STUDY TEXT »
Part of the weekly Sunday collection at church was being set aside to fund the pledge.
Some Catholic churches are even offering free treatment at their hospitals to large Christian families.
"Our campaign is for responsible parenthood, but the decision on how many children a couple should have is personal. We are not against family planning," said Father Paul Thelakkat, a spokesman for the Catholic Syro-Malabar Church which is advocating the policy of rewarding procreation.
But the church's cash-for-babies scheme was announced shortly after the provincial government-appointed committee on the rights and welfare of women and children suggested action against parents with more than two children.
Headed by retired Supreme Court judge VR Krishna Iyer, the 12-member committee recommended that couples with more than two children should be fined 10,000 rupees or serve a three-month jail term.
Christian and Muslim groups condemned the report, saying it encroached upon their religious freedom.
But the leader of Kerala's Hindu United Front said the two-child norm advocated by the federal Family Welfare Ministry should be strictly enforced as there were limited resources available to sustain the country's enormous and growing population.
Between 1991 and 2001, Kerala's Hindus and Christians have declined by 1.48 and 0.32 per cent respectively of the state's population of 31.8 million while Muslim numbers have increased by 1.7 per cent.
India's population has reached 1.21 billion, according to the latest census which was completed in March. The United Nations estimates India's population could overtake China's 1.34 billion people by 2030, posing a challenge to the country's economic, environmental and social planners.
It has more people than Bangladesh, Brazil, Indonesia, Pakistan and the United States put together and economic planners said cash or other incentives for additional babies would be unwelcome.
On the other hand, India's 17 million Christians, who constitute about 2.5 per cent of the country's population, feel under siege following periodic violence against them by the Hindu majority.
This anti-Christian violence surfaced under the six-year rule of the Hindu nationalist Bharatiya Janata Party-led federal coalition that ended in 2004 when mobs burnt churches and attacked missionaries and nuns as well as Christian schools, hospitals and charitable organisations.
At the time, Hindu extremist leaders justified their anti-Christian campaign on the grounds that missionaries deserved "punishing" for starting a drive to convert lower caste Hindus to Christianity, a charge denied by church leaders.

GIVEN INFORMATION »
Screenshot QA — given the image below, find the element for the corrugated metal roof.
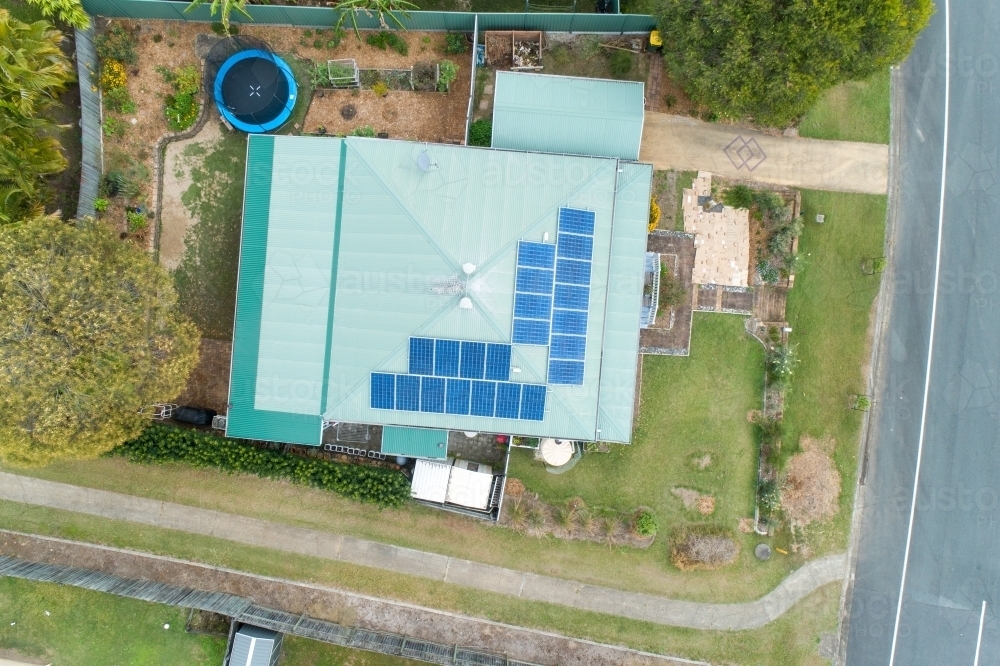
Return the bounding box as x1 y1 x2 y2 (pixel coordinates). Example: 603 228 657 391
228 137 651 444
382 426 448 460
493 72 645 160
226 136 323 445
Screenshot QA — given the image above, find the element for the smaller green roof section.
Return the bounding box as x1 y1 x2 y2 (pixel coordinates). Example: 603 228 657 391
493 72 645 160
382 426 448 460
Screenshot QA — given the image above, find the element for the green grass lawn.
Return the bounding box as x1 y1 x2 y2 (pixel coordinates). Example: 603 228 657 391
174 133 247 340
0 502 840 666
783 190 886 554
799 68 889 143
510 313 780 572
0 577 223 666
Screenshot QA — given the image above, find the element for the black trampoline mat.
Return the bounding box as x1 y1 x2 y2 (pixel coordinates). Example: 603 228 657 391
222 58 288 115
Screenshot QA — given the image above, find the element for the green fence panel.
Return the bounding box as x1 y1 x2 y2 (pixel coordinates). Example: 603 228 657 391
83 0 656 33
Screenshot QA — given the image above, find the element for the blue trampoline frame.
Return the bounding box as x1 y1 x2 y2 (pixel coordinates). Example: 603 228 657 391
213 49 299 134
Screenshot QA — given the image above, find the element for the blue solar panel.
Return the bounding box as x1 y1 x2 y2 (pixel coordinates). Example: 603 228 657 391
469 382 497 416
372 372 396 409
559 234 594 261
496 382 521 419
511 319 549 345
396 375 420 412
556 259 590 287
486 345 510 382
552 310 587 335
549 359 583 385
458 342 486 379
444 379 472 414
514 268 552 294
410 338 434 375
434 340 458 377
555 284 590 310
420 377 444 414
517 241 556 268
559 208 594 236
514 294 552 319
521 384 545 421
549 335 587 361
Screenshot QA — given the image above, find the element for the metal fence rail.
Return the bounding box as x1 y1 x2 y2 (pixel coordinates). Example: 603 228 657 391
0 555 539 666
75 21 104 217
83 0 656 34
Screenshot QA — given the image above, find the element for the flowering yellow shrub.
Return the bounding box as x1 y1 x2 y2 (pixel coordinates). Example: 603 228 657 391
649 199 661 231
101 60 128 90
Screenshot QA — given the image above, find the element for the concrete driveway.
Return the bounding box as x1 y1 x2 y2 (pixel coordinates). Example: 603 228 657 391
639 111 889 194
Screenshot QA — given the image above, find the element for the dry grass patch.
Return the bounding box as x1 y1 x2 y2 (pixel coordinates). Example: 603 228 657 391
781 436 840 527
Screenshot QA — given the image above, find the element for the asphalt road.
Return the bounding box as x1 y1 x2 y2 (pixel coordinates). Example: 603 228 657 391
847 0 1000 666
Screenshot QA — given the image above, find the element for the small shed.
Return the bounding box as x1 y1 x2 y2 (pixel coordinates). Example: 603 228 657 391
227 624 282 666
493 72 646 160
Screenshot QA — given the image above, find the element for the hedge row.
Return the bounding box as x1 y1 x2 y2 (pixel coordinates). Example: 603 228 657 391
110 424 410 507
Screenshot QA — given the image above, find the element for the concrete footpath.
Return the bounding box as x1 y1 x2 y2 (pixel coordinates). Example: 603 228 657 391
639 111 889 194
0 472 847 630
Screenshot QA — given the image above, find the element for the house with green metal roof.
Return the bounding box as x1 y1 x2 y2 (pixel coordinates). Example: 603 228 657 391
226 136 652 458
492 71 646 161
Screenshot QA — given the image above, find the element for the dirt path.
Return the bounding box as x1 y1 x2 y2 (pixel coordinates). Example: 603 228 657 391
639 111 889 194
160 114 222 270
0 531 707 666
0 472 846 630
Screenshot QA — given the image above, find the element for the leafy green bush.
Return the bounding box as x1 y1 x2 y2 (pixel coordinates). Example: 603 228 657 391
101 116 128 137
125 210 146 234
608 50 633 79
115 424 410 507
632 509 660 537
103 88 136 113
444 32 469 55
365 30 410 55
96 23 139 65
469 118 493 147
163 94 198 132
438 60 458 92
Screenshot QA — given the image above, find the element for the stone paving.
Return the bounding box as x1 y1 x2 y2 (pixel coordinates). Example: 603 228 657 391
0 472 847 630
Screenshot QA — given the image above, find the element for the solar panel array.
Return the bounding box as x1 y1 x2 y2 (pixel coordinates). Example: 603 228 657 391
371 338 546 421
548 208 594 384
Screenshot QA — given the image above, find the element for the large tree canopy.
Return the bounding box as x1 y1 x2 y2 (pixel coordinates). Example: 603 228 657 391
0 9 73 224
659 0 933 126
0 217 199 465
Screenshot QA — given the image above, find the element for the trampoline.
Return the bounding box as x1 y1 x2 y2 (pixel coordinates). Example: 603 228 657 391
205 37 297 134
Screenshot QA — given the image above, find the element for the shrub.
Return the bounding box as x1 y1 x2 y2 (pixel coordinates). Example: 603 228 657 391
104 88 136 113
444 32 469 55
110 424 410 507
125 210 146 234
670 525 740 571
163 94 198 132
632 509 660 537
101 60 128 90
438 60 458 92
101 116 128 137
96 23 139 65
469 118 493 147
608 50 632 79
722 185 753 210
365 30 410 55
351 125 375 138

TASKS FOR THIS EXERCISE »
1. In the Kerala article, what penalty did the 12-member committee recommend for couples with more than two children?
2. Copy the Kerala article word for word from "It has more" up to and including "would be unwelcome.".

PROBLEM SOLUTIONS »
1. A fine of 10,000 rupees or a three-month jail term.

2.
It has more people than Bangladesh, Brazil, Indonesia, Pakistan and the United States put together and economic planners said cash or other incentives for additional babies would be unwelcome.